_Provided information:_
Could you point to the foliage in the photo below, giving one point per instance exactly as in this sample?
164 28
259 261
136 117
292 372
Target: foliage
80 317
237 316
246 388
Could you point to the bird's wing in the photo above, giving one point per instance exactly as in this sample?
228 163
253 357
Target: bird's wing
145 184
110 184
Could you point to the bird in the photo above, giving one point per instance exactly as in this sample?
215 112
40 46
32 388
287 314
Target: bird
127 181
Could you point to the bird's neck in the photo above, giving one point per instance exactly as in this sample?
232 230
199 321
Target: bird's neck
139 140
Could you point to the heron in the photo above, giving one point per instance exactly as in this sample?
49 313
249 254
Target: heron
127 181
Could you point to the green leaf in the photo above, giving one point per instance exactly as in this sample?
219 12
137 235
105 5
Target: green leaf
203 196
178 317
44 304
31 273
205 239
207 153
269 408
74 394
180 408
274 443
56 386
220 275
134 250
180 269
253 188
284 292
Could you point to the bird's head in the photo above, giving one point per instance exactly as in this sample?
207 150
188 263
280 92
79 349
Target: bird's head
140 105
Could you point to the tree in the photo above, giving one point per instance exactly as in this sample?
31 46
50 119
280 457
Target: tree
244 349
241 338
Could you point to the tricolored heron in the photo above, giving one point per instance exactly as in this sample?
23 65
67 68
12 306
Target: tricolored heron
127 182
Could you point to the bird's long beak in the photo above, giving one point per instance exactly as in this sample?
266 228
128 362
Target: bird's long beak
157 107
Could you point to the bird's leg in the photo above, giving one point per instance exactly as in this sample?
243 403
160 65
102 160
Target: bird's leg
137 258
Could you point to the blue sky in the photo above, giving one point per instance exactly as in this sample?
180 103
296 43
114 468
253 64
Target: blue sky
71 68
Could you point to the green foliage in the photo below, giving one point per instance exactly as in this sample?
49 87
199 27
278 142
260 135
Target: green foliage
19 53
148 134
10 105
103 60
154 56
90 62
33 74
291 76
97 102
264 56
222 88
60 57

_Requirement:_
Write out the entire listing above line for line, verbatim, with no omissions or edits.

_Response:_
Could you point to the foliage in the photo below, giving one point per instance exactly as in this sample?
164 28
259 261
136 117
292 372
Target: foliage
80 317
237 316
246 388
Could you point to the bird's wing in the photo above, giving one point per instance exactly as in this sample?
228 163
253 357
Target: bird's wing
145 184
110 184
Could you point to the bird in the photo above, giving one point per instance exactly as in this sample?
215 112
40 46
32 388
287 314
Target: bird
127 181
Could you point to the bird's neck in the photo above, giving one point per instance exactly as in this sample?
232 230
199 321
Target: bird's neck
139 140
Could you point to the heron in the photo above, giving one point per instance exactly as in this sample?
49 313
249 254
Target: heron
127 181
Could you point to the green leaf in the photo above, giving one point per instance exactly as in this sample?
219 12
137 235
105 5
Target: green leaf
203 196
178 317
44 304
31 273
205 239
207 153
269 408
74 394
180 408
274 443
56 386
220 275
134 250
180 269
253 188
284 292
Could you point to the bird's head in the photo above, giving one point per instance exactly as in this sample?
207 150
188 263
280 92
79 349
Target: bird's head
140 105
Could you point to the tree in the photo above, giving one point per instance exactly as in this sample?
31 46
50 119
280 457
Target: tree
244 349
241 338
Could you point to the tricolored heron in the photo above, giving one point per instance exactly as in this sample?
23 65
67 68
12 306
Target: tricolored heron
127 182
Could you point to the bird's long beak in the photo above, giving one point per instance exactly as in this sample?
266 228
128 362
Target: bird's long beak
157 107
Could you point to the bird's leg in the photo above, giving one point per instance exactly as in this sample?
243 403
160 65
102 160
Target: bird's leg
137 258
Could you point to the blue sky in the photo above, giving one point per instance exactly as in this sample?
180 103
296 43
114 468
253 64
Target: blue sky
71 68
Could you point to the green foliage in the photo below, giving one point per instance exactly as in this sample?
49 87
199 27
278 142
260 135
Target: green foliage
19 53
148 134
10 105
103 60
154 56
90 62
33 74
291 76
97 102
264 56
222 88
60 57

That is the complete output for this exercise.